* Entries shown
———
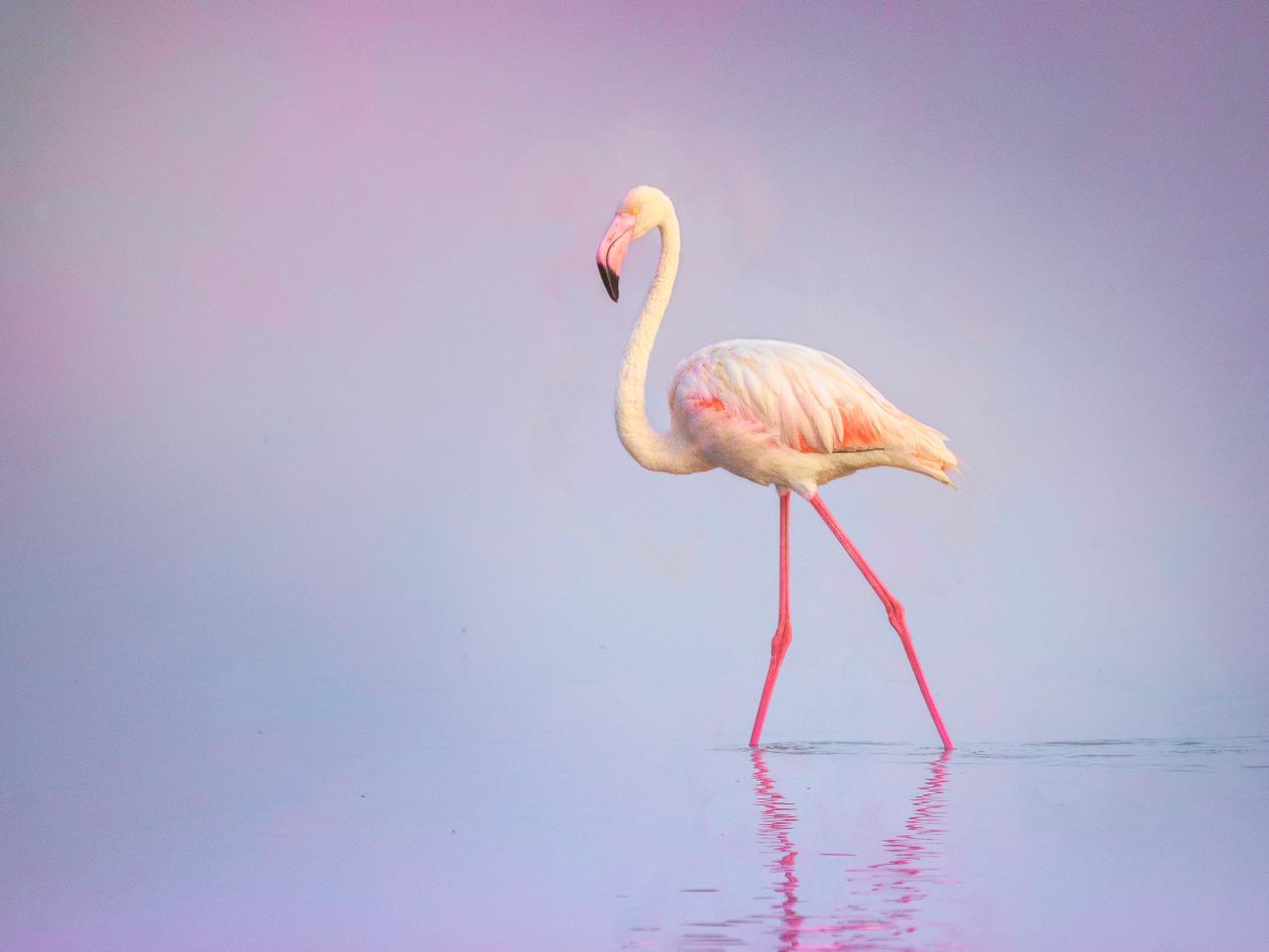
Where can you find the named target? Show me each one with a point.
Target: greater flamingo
———
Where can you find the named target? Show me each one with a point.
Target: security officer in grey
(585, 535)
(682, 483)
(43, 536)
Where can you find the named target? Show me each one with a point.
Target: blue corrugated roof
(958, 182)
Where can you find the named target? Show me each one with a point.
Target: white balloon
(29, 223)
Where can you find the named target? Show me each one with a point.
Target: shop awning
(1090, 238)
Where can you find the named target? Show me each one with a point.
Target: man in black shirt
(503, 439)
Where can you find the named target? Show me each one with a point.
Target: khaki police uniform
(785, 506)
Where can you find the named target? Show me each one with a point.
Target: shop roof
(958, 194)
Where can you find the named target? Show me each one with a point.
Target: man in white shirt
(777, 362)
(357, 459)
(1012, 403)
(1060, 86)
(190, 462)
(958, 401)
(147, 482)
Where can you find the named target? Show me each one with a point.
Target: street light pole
———
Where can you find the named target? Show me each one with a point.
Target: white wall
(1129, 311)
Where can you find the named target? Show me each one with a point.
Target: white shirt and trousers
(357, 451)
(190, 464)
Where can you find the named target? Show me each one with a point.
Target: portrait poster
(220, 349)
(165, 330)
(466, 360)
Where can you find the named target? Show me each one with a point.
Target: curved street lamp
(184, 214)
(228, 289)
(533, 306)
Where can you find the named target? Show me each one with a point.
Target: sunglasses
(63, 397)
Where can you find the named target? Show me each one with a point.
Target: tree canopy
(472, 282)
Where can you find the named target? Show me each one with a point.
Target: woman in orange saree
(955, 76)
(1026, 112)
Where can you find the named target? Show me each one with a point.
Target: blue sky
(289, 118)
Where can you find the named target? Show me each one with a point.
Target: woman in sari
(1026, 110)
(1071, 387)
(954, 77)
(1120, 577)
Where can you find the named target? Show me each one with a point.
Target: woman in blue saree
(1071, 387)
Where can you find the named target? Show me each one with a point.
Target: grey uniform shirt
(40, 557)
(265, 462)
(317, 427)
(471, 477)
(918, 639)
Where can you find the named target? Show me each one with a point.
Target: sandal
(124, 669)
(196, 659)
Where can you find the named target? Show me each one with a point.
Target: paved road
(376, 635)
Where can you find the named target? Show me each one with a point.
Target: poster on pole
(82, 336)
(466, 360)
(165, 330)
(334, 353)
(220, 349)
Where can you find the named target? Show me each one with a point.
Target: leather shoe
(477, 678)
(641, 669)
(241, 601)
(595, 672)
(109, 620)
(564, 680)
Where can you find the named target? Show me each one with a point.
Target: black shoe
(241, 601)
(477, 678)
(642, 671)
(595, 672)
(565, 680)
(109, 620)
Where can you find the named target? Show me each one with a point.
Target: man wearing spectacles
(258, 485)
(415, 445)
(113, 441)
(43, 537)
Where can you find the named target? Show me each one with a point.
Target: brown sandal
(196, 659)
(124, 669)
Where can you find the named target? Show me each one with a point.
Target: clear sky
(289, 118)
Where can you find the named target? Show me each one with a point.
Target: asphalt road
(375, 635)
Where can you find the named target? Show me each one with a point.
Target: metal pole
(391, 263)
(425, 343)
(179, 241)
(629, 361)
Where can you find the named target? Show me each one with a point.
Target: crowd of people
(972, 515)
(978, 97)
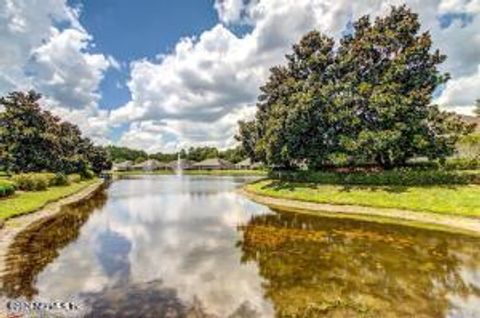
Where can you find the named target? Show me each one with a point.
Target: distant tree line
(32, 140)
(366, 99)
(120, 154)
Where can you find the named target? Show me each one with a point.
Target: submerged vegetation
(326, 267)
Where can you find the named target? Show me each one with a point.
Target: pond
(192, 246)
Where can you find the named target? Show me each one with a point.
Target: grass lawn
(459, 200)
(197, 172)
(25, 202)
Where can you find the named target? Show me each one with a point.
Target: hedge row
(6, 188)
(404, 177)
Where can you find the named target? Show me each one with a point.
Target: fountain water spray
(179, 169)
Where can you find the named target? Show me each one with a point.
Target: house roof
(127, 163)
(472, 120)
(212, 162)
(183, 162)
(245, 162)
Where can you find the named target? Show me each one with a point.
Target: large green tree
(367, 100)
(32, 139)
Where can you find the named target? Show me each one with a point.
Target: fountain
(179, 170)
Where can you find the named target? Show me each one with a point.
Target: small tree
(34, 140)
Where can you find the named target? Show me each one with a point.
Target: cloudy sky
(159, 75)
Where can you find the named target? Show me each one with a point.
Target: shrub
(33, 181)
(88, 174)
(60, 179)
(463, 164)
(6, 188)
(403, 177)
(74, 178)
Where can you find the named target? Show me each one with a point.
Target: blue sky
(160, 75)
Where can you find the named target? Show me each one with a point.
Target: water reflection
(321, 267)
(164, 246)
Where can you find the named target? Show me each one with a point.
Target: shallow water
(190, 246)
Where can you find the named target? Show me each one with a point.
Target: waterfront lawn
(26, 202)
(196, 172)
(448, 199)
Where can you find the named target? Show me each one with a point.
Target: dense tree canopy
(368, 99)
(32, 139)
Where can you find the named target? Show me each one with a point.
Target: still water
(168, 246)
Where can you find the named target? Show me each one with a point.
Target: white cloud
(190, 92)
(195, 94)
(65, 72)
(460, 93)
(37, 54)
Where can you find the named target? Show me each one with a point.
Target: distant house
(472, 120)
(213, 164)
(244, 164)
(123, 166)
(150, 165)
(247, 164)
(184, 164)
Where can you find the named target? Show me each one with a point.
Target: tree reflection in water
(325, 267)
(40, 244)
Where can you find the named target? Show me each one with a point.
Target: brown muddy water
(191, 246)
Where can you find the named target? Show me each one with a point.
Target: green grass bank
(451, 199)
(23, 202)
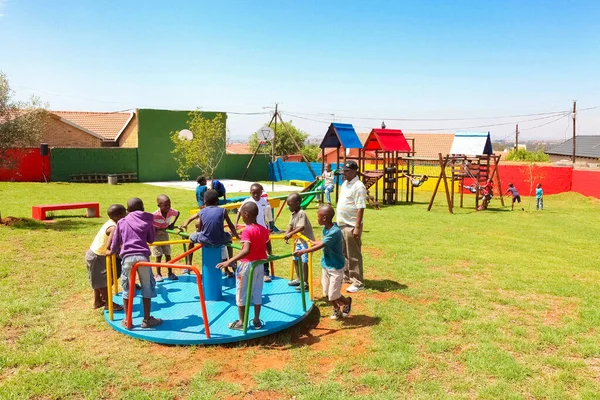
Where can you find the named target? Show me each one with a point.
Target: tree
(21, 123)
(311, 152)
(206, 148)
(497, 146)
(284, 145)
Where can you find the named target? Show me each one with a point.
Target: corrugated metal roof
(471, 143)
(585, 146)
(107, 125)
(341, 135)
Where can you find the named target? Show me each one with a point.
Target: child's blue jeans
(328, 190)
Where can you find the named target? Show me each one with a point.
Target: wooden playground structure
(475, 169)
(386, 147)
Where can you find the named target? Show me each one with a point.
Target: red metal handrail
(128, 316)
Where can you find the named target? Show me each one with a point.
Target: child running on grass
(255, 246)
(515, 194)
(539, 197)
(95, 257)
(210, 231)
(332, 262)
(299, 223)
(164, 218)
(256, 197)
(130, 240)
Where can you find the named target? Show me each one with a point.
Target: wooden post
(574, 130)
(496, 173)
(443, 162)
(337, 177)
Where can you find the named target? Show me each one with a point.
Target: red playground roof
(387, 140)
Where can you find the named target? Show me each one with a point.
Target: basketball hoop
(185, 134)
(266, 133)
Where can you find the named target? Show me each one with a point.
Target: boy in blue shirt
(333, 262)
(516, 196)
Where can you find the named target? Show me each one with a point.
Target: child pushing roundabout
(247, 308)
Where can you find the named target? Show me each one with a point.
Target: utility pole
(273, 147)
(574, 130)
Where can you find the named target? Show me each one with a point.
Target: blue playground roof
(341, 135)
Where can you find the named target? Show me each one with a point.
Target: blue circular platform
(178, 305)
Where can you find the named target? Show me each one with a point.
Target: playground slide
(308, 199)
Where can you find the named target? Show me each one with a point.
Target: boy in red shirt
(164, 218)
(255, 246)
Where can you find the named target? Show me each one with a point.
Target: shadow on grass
———
* Exercise requirements
Look above for the line that contains "Target: khaki police uniform". Starting there, transcribe every line exactly until you have copied the line that contains "Target: street light pole".

* Result of this task
Target: khaki police uniform
(785, 506)
Where can you find the named target? Show me each one with a point.
Target: shop roof
(958, 194)
Where can you find the named target? Show me each one with a point.
Target: man in white shirt
(777, 362)
(357, 459)
(1012, 403)
(1060, 86)
(190, 462)
(958, 401)
(147, 482)
Where can you find the named target? Show me each one with a point.
Target: street light pole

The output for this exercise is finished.